-- begin --

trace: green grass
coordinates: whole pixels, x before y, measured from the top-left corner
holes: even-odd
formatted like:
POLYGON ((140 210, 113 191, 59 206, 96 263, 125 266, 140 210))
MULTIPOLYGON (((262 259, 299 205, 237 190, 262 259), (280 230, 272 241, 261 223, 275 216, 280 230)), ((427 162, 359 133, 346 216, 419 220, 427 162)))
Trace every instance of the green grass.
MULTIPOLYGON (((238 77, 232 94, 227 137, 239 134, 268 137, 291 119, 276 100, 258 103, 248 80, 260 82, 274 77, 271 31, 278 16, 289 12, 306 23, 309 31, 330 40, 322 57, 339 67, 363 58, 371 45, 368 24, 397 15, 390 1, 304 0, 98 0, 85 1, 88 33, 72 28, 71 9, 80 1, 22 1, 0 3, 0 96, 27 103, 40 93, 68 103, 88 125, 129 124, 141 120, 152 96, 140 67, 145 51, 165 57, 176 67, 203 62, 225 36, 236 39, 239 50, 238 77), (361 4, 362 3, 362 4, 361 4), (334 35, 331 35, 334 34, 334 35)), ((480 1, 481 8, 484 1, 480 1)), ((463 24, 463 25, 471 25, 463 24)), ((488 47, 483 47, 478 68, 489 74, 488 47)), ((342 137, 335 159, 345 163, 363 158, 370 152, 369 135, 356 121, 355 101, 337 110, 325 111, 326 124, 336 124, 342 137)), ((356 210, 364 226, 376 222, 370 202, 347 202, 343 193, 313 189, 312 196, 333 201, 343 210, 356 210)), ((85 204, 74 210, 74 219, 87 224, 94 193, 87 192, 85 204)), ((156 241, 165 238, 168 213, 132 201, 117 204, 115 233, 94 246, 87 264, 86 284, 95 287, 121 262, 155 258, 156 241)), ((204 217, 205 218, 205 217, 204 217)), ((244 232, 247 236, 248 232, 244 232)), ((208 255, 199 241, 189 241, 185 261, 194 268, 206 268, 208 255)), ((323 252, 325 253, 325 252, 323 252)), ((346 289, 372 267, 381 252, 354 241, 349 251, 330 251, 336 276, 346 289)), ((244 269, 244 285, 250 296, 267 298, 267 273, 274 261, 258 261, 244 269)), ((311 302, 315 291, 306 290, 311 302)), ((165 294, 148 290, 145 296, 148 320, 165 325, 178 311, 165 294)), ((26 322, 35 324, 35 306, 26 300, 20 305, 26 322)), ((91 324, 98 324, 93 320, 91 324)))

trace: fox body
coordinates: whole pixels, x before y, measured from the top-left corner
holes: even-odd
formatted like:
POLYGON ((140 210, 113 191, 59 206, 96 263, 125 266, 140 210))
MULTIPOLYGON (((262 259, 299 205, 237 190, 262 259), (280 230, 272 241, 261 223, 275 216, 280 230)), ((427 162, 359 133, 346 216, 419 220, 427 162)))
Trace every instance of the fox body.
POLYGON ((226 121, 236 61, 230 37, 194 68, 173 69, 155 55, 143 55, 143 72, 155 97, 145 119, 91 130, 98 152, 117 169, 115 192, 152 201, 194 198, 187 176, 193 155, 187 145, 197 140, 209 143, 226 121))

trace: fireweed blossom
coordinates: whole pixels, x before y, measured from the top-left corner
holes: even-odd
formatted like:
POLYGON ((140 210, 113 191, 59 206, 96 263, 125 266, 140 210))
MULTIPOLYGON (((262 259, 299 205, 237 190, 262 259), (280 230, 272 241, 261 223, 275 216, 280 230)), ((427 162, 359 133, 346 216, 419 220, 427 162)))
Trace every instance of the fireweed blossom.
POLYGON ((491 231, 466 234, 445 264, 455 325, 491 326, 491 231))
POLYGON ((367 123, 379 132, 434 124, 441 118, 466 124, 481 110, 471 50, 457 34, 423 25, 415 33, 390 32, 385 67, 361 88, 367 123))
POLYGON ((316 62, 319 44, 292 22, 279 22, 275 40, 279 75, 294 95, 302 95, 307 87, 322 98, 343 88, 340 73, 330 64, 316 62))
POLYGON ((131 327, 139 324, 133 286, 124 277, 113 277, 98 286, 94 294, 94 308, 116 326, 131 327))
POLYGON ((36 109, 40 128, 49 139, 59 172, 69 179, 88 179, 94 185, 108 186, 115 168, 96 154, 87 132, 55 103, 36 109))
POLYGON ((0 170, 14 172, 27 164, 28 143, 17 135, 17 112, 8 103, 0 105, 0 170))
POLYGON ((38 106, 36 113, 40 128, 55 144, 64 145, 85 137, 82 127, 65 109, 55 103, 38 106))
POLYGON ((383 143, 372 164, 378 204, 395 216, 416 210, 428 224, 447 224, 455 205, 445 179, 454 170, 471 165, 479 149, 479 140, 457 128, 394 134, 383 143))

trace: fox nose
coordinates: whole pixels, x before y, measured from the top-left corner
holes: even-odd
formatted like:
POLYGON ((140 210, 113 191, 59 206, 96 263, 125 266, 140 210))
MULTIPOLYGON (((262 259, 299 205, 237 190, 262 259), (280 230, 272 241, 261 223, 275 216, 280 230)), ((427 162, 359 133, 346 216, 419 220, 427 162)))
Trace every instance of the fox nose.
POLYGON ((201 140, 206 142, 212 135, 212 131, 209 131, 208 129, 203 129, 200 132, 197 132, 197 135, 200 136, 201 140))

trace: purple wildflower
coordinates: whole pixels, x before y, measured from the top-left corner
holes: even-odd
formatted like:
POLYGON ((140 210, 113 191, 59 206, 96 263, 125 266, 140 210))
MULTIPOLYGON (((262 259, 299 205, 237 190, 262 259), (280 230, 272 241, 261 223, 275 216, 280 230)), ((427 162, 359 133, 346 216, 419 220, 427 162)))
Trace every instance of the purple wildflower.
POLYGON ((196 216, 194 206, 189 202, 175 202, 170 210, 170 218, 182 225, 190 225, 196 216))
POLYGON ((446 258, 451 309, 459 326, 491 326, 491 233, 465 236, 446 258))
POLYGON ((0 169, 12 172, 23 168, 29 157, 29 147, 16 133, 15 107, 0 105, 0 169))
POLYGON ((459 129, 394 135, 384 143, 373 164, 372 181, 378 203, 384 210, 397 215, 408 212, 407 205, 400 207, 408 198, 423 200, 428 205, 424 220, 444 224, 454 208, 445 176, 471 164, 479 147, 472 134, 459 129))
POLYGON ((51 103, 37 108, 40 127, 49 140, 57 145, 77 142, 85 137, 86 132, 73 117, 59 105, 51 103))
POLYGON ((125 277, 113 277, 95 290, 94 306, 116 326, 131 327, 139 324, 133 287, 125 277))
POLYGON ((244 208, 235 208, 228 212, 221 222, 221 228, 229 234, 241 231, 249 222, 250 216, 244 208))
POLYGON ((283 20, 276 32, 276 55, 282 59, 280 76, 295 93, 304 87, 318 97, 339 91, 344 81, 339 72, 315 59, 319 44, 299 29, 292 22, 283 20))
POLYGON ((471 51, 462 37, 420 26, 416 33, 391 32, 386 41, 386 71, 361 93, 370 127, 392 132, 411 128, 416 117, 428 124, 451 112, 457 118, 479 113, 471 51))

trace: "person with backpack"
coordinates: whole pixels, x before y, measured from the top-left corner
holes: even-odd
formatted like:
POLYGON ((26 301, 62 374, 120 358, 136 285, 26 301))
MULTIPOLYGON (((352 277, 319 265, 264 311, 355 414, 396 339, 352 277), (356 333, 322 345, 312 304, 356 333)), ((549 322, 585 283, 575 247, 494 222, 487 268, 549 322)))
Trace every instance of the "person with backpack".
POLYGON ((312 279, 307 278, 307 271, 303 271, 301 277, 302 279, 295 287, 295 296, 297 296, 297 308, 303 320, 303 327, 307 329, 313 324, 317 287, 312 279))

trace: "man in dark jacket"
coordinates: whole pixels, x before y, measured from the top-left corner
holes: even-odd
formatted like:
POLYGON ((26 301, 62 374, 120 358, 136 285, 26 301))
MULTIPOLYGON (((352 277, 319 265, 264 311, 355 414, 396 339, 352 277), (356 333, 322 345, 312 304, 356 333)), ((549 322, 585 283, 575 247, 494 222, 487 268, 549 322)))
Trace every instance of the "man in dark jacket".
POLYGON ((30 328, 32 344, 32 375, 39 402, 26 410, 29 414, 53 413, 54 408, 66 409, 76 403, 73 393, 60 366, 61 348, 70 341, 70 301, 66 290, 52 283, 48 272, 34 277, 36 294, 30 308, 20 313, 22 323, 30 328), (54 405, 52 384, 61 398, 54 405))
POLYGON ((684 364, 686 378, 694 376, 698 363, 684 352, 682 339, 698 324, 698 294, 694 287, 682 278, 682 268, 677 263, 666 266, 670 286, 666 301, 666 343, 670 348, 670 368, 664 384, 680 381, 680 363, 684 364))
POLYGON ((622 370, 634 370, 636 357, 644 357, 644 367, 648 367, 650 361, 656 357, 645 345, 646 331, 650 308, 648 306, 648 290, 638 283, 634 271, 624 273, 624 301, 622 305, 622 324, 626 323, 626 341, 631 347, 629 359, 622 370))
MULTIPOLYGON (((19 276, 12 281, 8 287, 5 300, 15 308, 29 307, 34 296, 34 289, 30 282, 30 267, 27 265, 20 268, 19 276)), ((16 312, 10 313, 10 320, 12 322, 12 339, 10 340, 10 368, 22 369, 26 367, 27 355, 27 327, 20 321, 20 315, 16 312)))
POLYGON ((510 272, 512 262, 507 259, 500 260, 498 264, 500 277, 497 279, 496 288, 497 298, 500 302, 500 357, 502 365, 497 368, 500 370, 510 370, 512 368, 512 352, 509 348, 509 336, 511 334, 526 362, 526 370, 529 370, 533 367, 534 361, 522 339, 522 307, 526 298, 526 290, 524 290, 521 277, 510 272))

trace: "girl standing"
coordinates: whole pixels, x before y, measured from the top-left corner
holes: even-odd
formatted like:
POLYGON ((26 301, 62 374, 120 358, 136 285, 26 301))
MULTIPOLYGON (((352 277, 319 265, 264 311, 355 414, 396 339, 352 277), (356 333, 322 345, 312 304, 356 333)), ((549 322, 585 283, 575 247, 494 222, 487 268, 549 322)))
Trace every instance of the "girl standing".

-- end --

Rewrite the lines of the records starting at the line containing "trace: fox body" and ending at the line containing "POLYGON ((226 121, 236", changing every "fox body" to "fox torso" and leaving all else unchanged.

### Correct answer:
trace: fox torso
coordinates: whole pixels, x before y, measured from the top-left corner
holes: even-odd
formatted like:
POLYGON ((140 210, 113 191, 59 206, 96 263, 125 266, 140 210))
MULTIPOLYGON (((262 259, 299 205, 237 190, 262 259), (280 230, 272 241, 261 223, 275 216, 280 230)), ((427 162, 359 133, 346 216, 419 220, 427 162)))
Trace every instance of the fox torso.
POLYGON ((226 121, 236 61, 230 37, 194 68, 173 69, 155 55, 143 55, 143 72, 155 97, 145 119, 91 130, 98 152, 117 169, 115 192, 152 201, 194 198, 187 176, 193 155, 187 145, 197 140, 209 143, 226 121))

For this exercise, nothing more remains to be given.